WHAT THIS TASK INVOLVES
What appears from the line containing "Query: blue sky" to the end of the listing below should be copied exactly, with no other lines.

INFORMATION SHOWN
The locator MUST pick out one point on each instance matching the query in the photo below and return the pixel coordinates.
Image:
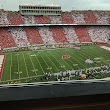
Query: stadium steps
(58, 34)
(89, 17)
(33, 35)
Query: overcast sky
(65, 4)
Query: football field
(30, 66)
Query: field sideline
(30, 65)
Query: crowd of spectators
(76, 17)
(19, 36)
(46, 35)
(99, 34)
(25, 36)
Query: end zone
(2, 60)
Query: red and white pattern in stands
(70, 34)
(67, 18)
(4, 18)
(29, 19)
(19, 36)
(15, 19)
(78, 17)
(46, 35)
(99, 34)
(101, 17)
(58, 34)
(89, 17)
(56, 19)
(33, 35)
(42, 20)
(82, 34)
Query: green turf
(29, 66)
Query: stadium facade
(39, 27)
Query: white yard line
(18, 65)
(65, 61)
(105, 47)
(51, 61)
(72, 61)
(78, 60)
(33, 65)
(10, 66)
(39, 63)
(25, 65)
(46, 64)
(57, 60)
(98, 56)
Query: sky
(66, 5)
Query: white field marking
(46, 63)
(98, 56)
(23, 78)
(51, 61)
(74, 59)
(33, 65)
(25, 65)
(18, 65)
(78, 61)
(65, 61)
(105, 47)
(39, 63)
(10, 66)
(57, 60)
(1, 64)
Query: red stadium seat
(58, 34)
(33, 35)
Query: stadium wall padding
(53, 90)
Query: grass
(30, 66)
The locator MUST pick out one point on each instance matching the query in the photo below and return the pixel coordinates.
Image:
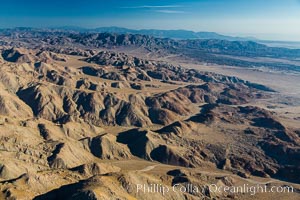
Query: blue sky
(266, 19)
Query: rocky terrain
(92, 123)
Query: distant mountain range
(173, 34)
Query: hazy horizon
(267, 20)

RESULT FOR THIS EXERCISE
Query: blue sky
(266, 19)
Query: rocky terrain
(92, 123)
Query: distant mountain range
(173, 34)
Query: hazy horizon
(267, 20)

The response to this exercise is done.